■ **Your objective**: Copy the records from the start through the line containing "[[199, 89], [568, 521], [579, 426]]", both ends included, and raise every coordinate in the point list after "Locations:" by 103, leaving all other lines and numbers unchanged. Leave the picture out of your copy.

■ **Stored records**:
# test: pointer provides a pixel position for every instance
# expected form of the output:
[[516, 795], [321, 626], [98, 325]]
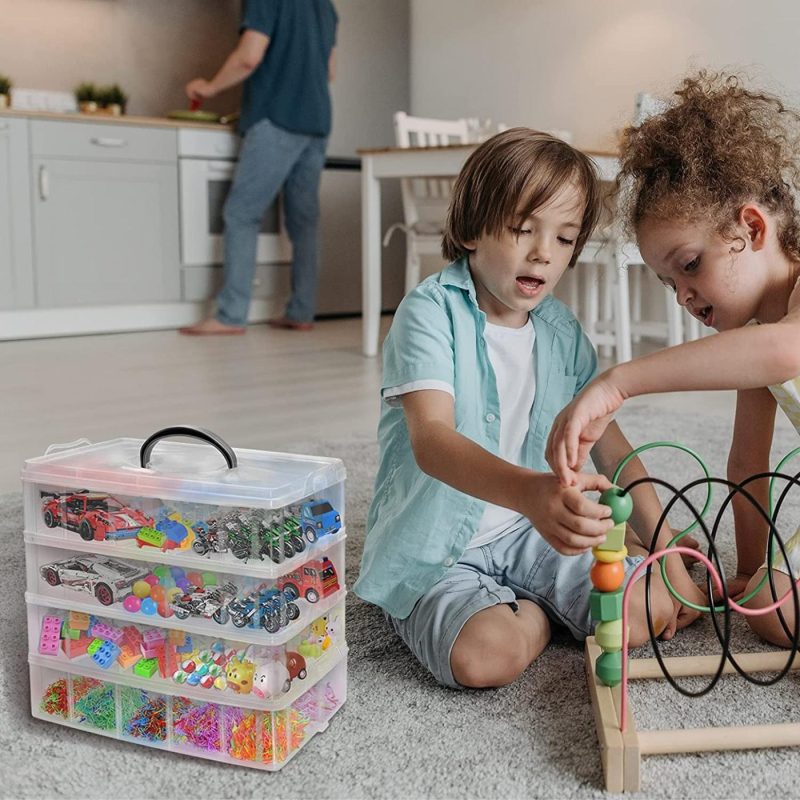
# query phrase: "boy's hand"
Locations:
[[199, 89], [568, 521], [579, 426]]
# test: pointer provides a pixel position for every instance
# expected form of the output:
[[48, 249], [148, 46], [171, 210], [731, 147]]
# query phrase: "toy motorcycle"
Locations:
[[268, 606]]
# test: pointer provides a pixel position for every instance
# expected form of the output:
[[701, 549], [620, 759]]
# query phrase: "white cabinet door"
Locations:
[[16, 267], [106, 232]]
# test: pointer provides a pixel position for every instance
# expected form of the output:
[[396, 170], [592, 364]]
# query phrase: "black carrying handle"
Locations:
[[188, 430]]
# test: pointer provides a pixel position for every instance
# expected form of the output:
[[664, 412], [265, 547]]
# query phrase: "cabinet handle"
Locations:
[[221, 169], [104, 141], [44, 183]]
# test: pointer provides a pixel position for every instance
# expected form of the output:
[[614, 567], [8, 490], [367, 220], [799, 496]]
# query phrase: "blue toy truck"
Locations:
[[319, 518]]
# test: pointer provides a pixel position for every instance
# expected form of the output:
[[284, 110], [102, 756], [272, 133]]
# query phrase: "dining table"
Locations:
[[384, 163]]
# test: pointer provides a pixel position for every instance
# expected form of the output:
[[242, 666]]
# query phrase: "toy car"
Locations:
[[313, 580], [205, 603], [108, 579], [93, 515], [319, 518]]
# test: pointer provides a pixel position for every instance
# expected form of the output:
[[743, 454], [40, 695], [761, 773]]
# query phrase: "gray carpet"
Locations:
[[400, 734]]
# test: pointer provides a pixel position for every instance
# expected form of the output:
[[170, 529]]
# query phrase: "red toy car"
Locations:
[[313, 580], [94, 516]]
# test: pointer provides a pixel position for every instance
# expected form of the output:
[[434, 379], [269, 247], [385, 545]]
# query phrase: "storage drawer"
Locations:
[[107, 142], [203, 283]]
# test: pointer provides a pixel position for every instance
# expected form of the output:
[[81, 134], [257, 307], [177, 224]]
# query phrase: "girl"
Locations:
[[709, 192]]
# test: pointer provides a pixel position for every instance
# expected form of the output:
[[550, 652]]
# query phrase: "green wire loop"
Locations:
[[686, 531]]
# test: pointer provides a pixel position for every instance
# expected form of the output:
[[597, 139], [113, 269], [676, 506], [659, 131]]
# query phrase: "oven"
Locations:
[[207, 160]]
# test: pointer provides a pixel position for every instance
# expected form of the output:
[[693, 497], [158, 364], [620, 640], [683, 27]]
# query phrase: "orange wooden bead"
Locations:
[[607, 577]]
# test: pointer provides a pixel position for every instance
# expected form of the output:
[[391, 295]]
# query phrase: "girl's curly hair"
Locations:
[[715, 148]]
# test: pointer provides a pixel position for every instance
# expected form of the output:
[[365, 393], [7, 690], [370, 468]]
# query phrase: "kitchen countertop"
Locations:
[[108, 119]]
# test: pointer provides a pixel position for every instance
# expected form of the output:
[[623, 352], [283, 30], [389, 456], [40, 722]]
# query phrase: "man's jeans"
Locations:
[[270, 159]]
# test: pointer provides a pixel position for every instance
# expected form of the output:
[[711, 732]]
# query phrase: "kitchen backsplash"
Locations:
[[150, 47]]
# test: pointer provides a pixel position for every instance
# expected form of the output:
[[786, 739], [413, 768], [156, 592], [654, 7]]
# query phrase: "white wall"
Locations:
[[578, 64]]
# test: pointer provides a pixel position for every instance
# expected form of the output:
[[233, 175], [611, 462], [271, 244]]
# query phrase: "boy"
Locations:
[[473, 548]]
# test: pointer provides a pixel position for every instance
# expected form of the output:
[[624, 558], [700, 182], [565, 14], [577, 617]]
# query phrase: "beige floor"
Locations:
[[265, 390]]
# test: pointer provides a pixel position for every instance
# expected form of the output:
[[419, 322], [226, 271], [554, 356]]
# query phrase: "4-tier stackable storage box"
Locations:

■ **Reply**:
# test: pointer provides a pixel position for every instance
# expected form of the output:
[[516, 795], [321, 626], [98, 325]]
# query phrase: "boy's hand"
Locations:
[[302, 192], [671, 624], [682, 529]]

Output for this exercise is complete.